**Work instructions**
Summarize the slingshot hunting thread in two sentences.

-- Start Text excerpt --

# My new hunting setup



## joseph_curwen (Feb 8, 2010)

This is my new setup for hunting (feral pigeons)

Natural oak fork with double TBG 20x180mm from fork to pouch non tapered

ammos: 12 to 13 grams fire hardened clay balls

I am very fond of this setup, clay balls of this size proved to be accurate and really hard hitting.










bonus: i got 20 kgs of clay for 5€ in a hobby shop bargain.


----------



## Clever Moniker (May 12, 2013)

From what I have seen and read from Nico, clay balls are awesome. That guy has taken birds and even rabbit with them!


----------



## joseph_curwen (Feb 8, 2010)

You are right, i decided to follow the advice from Nico indeed.

If i prefer TBG to chained rubber bands, i have to say that clay balls are good to do the job, so cheap and environment friendly.

I am about to paint them in orange fluo to find them in the grass more easily, according it's not raining.


----------



## Clever Moniker (May 12, 2013)

Some people can't even hunt as much game using lead as that guy does using clay balls!

I've played with chained bands, but I need to find the right configuration.


----------



## Charles (Aug 26, 2010)

That looks like a very nice rig, indeed! I have never tried clay balls myself, but I have heard good reports.

Cheers ..... Charles


----------



## Aussie Allan In Thailand (Jan 28, 2013)

I love the look of you slingshot as it looks very sort of similar to a natural which Kubys from the Czech Republic sent me as gift, when I made a purchase from him.

This gift is an awesome shooter, nice and thick, and fits my hand like glove.

Banded with my own rather heavy bands; like all of mine at 12 meters, 20 gram lead is still exact between the forks shooting.

Therefore anything lighter even further, 15 gram still at almost 20 meters.

Beyond that my care factor zero, as at 20 meters 20 gram just above top fork.

Cheers Allan


----------



## Crac (Mar 3, 2013)

:king: Wow :bowdown:

Reminds me of mine!

Amazing job.


----------



## Emitto (Sep 11, 2013)

-- End Text excerpt --
-- Start Data extract --

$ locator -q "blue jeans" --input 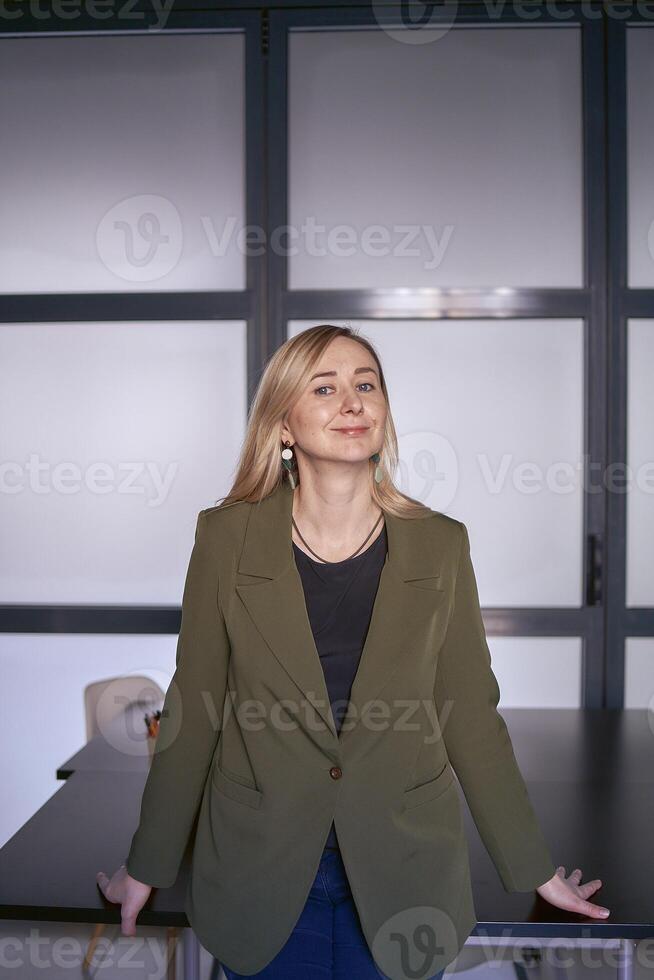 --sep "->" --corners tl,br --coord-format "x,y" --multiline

-- End Data extract --

**Exercise response**
joseph_curwen shows a new setup for hunting feral pigeons: a natural oak fork with double non-tapered TBG bands, 20x180mm from fork to pouch, that shoots 12 to 13 gram fire-hardened clay balls, which he found accurate, hard hitting, cheap and environment friendly. Other posters praise the rig and the clay balls, citing Nico's success taking birds and even rabbit with them, and one compares it to a natural from Kubys that he bands heavily for 20 gram lead.